**CONSIGNE A:** Dans l'extrait d'entretien ci-dessous, de quel pourcentage les ventes mondiales de voitures de PSA ont-elles baissé ?
**CONSIGNE B:** Recopiez fidèlement le passage de l'extrait d'entretien ci-dessous, de « AGNES PANNIER-RUNACHER » à « pour l'automobile ? ».

**EXTRAIT DU TEXTE:**

┄┄┄┄┄┄┄┄┄┄┄┄┄┄┄┄┄┄┄┄

JEAN-JACQUES BOURDIN
0,1, vous pensez, autour de 0,1. Bien, Agnès PANNIER-RUNACHER, j'ai une autre question à vous poser. Je voudrais que nous parlions des constructeurs automobiles. Je vais un peu vous surprendre, pourquoi ? Parce que les chiffres tombent et ça ne va pas très fort pour les constructeurs français. PSA… Je n'ai pas encore les chiffres de RENAULT, ils doivent tomber là, je pense incessamment. Vous les avez peut-être, les chiffres de vente de RENAULT en 2019 ? Vous les avez ?
AGNES PANNIER-RUNACHER
Non.
JEAN-JACQUES BOURDIN
Non, pas encore. Ils vont tomber là. En tout cas, PSA a vendu 10 % de voitures en moins dans le monde. Inquiétant ou pas pour l'automobile ?

┄┄┄┄┄┄┄┄┄┄┄┄┄┄┄┄┄┄┄┄

**DONNÉES FOURNIES:**
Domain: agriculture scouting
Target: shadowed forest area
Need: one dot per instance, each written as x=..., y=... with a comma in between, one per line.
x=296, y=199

┄┄┄┄┄┄┄┄┄┄┄┄┄┄┄┄┄┄┄┄

**RÉSULTAT FINAL A:** Les ventes mondiales de voitures de PSA ont baissé de 10 %.

**RÉSULTAT FINAL B:**
AGNES PANNIER-RUNACHER
Non.
JEAN-JACQUES BOURDIN
Non, pas encore. Ils vont tomber là. En tout cas, PSA a vendu 10 % de voitures en moins dans le monde. Inquiétant ou pas pour l'automobile ?